» **WHAT IS BEING ASKED**:
Output every line of the data below as a JSON list of strings, one string per line, with blank lines omitted. Please leave the pictures out of the answer.

[Stored data entries]
··········

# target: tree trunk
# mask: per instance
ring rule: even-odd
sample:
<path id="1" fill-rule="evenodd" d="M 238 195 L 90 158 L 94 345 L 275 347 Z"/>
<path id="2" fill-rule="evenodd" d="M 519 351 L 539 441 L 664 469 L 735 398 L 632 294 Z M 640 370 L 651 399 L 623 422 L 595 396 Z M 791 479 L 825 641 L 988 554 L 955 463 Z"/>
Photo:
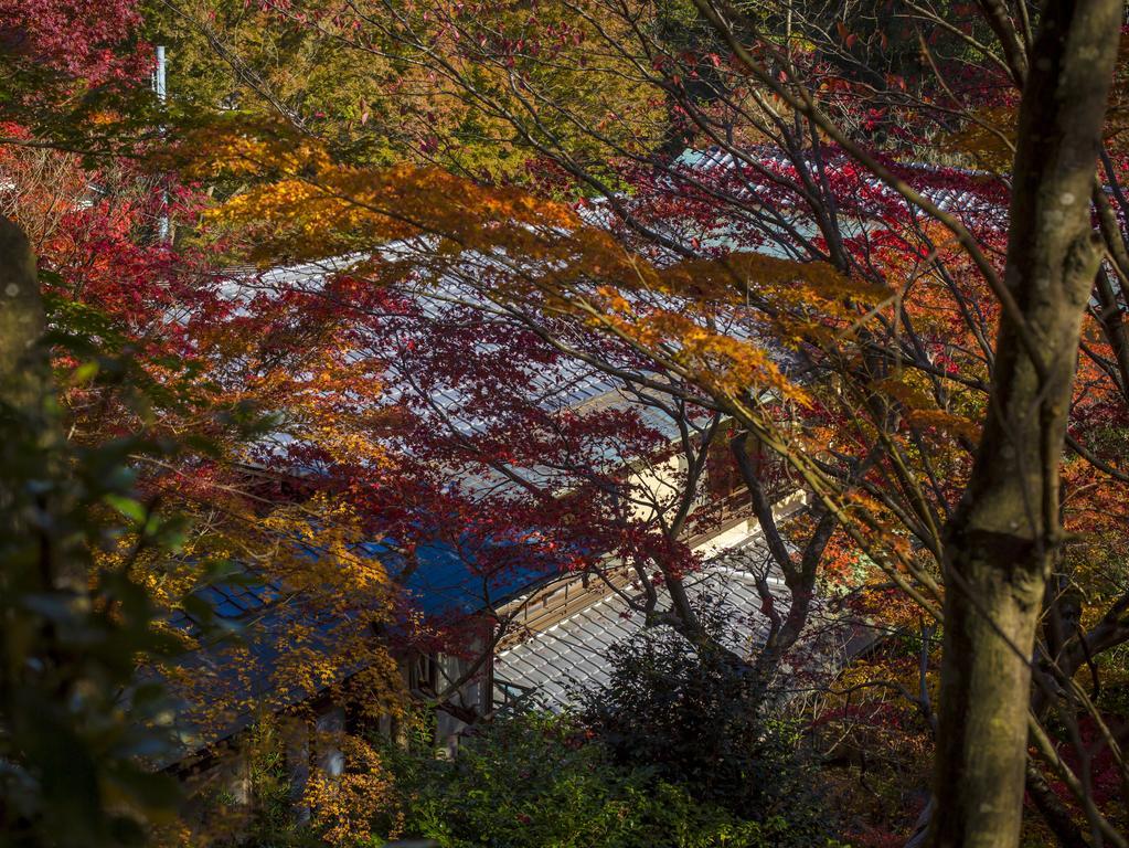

··········

» **SOLUTION TO THE EXERCISE**:
[
  "# target: tree trunk",
  "# mask: per instance",
  "ring rule: even-odd",
  "sample:",
  "<path id=\"1\" fill-rule=\"evenodd\" d=\"M 238 195 L 90 158 L 94 345 L 275 347 Z\"/>",
  "<path id=\"2\" fill-rule=\"evenodd\" d=\"M 519 351 L 539 441 L 664 469 L 735 398 L 632 294 Z M 640 370 L 651 399 L 623 422 L 595 396 Z M 791 479 L 825 641 L 988 554 L 955 463 Z\"/>",
  "Photo:"
]